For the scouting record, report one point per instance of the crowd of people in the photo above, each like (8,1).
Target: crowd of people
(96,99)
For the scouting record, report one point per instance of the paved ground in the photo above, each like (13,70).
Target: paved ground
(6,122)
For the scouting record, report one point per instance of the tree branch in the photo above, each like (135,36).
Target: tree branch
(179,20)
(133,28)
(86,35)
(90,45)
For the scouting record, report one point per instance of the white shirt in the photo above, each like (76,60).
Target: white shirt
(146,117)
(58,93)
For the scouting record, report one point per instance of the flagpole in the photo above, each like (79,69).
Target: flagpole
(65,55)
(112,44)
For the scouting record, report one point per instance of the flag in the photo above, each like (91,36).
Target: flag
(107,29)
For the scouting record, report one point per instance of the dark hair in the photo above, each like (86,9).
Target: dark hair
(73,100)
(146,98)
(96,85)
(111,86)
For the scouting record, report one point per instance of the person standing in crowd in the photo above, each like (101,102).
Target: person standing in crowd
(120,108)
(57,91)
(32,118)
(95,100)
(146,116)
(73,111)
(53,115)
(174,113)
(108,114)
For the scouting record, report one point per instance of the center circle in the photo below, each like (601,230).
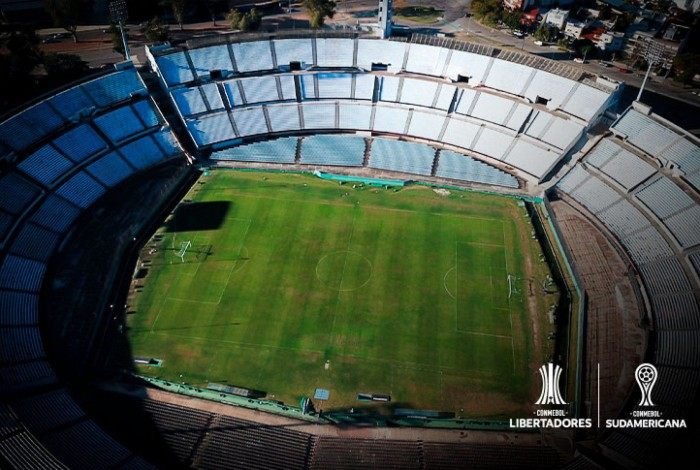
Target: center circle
(344,270)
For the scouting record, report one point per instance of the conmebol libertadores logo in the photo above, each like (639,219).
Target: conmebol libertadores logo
(553,411)
(550,374)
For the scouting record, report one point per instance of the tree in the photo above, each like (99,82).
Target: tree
(512,19)
(318,11)
(686,66)
(234,18)
(20,56)
(115,34)
(66,14)
(156,31)
(546,33)
(64,68)
(178,8)
(249,21)
(213,8)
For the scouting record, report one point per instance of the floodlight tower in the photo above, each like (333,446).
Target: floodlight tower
(119,13)
(384,20)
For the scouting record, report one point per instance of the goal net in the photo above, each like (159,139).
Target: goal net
(184,246)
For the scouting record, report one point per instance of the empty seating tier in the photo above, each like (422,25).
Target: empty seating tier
(333,150)
(272,151)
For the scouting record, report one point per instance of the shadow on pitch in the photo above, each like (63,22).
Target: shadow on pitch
(198,216)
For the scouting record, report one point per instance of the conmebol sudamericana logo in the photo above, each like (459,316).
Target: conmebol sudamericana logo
(550,395)
(646,376)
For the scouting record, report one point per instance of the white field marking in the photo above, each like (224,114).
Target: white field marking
(233,266)
(367,207)
(510,316)
(204,302)
(342,275)
(242,344)
(230,273)
(495,245)
(417,366)
(479,333)
(371,270)
(165,297)
(510,312)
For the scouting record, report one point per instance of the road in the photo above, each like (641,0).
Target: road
(95,47)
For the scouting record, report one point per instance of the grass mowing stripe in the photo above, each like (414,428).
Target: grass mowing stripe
(377,308)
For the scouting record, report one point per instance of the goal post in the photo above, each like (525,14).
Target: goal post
(512,287)
(184,246)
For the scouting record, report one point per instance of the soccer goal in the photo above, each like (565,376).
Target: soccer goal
(512,287)
(184,246)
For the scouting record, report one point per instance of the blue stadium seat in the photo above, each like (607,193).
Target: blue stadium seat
(45,165)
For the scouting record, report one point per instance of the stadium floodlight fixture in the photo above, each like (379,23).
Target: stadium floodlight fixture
(119,12)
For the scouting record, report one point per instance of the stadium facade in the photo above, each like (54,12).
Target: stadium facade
(495,119)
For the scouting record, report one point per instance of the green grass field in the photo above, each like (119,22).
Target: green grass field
(293,283)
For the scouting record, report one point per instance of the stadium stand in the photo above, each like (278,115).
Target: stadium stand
(271,151)
(319,115)
(674,308)
(404,157)
(659,139)
(71,170)
(461,167)
(333,150)
(332,80)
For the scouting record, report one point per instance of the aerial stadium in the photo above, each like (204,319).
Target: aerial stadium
(311,249)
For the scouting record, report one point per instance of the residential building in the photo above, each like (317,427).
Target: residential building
(557,17)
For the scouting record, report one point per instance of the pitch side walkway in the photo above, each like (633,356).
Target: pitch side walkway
(330,430)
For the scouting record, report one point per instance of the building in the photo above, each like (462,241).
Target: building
(688,5)
(644,46)
(557,17)
(526,4)
(574,29)
(385,18)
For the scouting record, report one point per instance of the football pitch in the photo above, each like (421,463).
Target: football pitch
(285,283)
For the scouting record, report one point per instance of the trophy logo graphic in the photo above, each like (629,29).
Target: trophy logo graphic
(550,395)
(646,375)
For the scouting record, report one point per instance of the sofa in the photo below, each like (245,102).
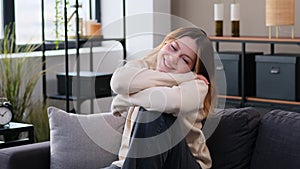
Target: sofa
(238,138)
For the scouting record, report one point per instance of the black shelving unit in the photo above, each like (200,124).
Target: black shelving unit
(78,43)
(244,100)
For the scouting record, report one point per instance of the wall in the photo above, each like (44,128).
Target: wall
(200,13)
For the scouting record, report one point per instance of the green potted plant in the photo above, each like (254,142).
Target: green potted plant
(19,76)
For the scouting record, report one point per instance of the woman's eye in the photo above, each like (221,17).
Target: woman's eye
(173,47)
(185,60)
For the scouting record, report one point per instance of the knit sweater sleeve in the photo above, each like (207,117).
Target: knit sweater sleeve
(186,97)
(136,76)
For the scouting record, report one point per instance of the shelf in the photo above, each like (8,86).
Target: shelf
(273,101)
(256,39)
(230,97)
(243,40)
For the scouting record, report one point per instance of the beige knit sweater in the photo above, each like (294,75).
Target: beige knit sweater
(179,94)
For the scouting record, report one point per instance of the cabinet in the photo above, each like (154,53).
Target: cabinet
(243,99)
(79,41)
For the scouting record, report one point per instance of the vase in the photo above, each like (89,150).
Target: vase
(218,17)
(235,19)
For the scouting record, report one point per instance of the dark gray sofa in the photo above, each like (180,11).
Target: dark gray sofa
(244,138)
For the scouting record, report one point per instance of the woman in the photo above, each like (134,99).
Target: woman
(177,78)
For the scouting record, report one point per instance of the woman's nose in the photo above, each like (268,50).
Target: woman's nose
(175,58)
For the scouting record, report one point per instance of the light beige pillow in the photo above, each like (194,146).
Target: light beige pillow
(83,141)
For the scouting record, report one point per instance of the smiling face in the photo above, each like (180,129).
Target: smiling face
(177,56)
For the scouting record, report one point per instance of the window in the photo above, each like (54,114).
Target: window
(28,20)
(28,17)
(1,20)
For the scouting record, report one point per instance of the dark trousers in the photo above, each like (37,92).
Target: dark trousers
(158,143)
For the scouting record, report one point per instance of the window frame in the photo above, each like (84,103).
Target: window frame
(9,17)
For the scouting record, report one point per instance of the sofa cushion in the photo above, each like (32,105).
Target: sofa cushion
(278,141)
(233,140)
(83,141)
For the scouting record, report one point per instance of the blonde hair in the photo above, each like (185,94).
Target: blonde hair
(204,63)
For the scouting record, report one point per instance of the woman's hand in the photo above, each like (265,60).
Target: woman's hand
(201,77)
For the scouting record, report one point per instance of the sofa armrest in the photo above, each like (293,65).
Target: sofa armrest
(31,156)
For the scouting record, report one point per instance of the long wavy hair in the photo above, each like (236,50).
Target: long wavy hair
(205,59)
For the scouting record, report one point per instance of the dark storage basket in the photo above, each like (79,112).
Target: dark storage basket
(278,77)
(92,84)
(231,65)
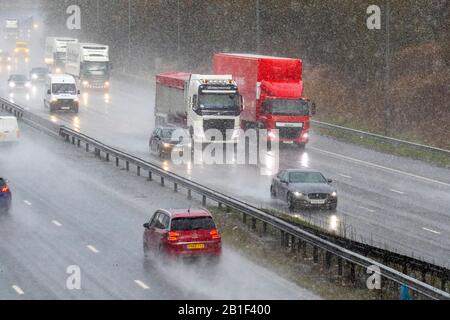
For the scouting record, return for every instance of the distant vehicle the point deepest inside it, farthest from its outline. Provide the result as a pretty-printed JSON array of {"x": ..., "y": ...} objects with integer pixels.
[
  {"x": 11, "y": 29},
  {"x": 89, "y": 64},
  {"x": 273, "y": 91},
  {"x": 9, "y": 129},
  {"x": 18, "y": 82},
  {"x": 305, "y": 188},
  {"x": 5, "y": 58},
  {"x": 199, "y": 103},
  {"x": 165, "y": 140},
  {"x": 39, "y": 74},
  {"x": 182, "y": 233},
  {"x": 56, "y": 52},
  {"x": 61, "y": 93},
  {"x": 5, "y": 195}
]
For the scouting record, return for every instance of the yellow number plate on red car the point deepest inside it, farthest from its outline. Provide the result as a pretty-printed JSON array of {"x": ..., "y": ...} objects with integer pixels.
[{"x": 195, "y": 246}]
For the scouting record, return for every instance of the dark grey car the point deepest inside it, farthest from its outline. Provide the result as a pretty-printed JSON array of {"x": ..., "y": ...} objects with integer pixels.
[
  {"x": 165, "y": 140},
  {"x": 304, "y": 188}
]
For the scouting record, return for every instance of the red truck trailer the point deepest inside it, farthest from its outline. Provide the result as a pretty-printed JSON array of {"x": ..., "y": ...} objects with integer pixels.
[{"x": 273, "y": 91}]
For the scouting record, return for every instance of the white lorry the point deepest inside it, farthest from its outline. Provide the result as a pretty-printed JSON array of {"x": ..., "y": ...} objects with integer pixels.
[
  {"x": 55, "y": 52},
  {"x": 89, "y": 64},
  {"x": 199, "y": 103}
]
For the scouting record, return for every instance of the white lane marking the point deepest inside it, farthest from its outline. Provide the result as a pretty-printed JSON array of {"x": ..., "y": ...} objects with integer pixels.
[
  {"x": 429, "y": 230},
  {"x": 381, "y": 167},
  {"x": 370, "y": 210},
  {"x": 56, "y": 223},
  {"x": 92, "y": 248},
  {"x": 141, "y": 284},
  {"x": 396, "y": 191},
  {"x": 18, "y": 290}
]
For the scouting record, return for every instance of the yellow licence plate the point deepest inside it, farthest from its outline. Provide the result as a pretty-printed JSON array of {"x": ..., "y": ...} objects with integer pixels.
[{"x": 196, "y": 246}]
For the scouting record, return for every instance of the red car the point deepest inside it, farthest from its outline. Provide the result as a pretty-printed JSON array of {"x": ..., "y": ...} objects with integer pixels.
[{"x": 183, "y": 233}]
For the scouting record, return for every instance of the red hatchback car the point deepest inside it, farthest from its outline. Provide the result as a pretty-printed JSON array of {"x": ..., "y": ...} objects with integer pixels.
[{"x": 183, "y": 233}]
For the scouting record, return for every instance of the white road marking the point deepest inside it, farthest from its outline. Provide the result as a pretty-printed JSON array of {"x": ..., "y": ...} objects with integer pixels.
[
  {"x": 370, "y": 210},
  {"x": 92, "y": 248},
  {"x": 142, "y": 285},
  {"x": 18, "y": 290},
  {"x": 56, "y": 223},
  {"x": 337, "y": 155},
  {"x": 429, "y": 230}
]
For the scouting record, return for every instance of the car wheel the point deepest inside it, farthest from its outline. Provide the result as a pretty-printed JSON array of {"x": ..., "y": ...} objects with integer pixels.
[
  {"x": 273, "y": 194},
  {"x": 291, "y": 202}
]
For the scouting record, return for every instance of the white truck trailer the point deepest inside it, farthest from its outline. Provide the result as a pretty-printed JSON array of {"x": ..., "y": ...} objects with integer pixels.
[{"x": 89, "y": 63}]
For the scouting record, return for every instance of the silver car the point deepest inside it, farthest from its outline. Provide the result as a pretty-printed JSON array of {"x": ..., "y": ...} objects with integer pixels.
[{"x": 304, "y": 188}]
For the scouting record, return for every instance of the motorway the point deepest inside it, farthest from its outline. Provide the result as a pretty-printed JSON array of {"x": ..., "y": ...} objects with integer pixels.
[
  {"x": 69, "y": 209},
  {"x": 392, "y": 202}
]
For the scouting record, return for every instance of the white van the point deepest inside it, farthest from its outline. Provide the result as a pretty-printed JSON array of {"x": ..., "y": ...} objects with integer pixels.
[
  {"x": 61, "y": 93},
  {"x": 9, "y": 129}
]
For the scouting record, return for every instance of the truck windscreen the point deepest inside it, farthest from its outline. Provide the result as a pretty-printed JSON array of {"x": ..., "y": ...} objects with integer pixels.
[
  {"x": 96, "y": 68},
  {"x": 64, "y": 88},
  {"x": 219, "y": 102},
  {"x": 286, "y": 107}
]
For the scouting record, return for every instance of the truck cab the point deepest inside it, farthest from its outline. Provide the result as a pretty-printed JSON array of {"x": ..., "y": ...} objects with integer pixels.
[{"x": 61, "y": 93}]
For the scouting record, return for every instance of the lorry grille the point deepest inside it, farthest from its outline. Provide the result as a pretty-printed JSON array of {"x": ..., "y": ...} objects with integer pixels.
[
  {"x": 289, "y": 133},
  {"x": 318, "y": 196},
  {"x": 220, "y": 124}
]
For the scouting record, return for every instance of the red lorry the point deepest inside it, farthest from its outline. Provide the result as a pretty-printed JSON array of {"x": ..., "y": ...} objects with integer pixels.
[{"x": 273, "y": 91}]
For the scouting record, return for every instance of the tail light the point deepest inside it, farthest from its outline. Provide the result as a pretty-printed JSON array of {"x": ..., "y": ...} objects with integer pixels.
[
  {"x": 215, "y": 234},
  {"x": 173, "y": 236}
]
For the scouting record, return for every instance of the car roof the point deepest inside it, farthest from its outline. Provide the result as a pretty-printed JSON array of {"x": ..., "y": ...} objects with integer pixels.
[{"x": 186, "y": 213}]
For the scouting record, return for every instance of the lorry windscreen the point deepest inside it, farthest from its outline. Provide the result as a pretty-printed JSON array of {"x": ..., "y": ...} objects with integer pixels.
[
  {"x": 287, "y": 107},
  {"x": 219, "y": 102},
  {"x": 96, "y": 68},
  {"x": 61, "y": 88}
]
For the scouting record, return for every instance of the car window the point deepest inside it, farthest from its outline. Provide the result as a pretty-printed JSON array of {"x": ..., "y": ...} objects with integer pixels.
[{"x": 195, "y": 223}]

+++

Go through the entries and copy every line with "below".

For the scouting record, report one point per instance of the center circle in the photo below, each like (601,230).
For the scouting record, report one point per instance of the sofa in the photo below, each like (245,102).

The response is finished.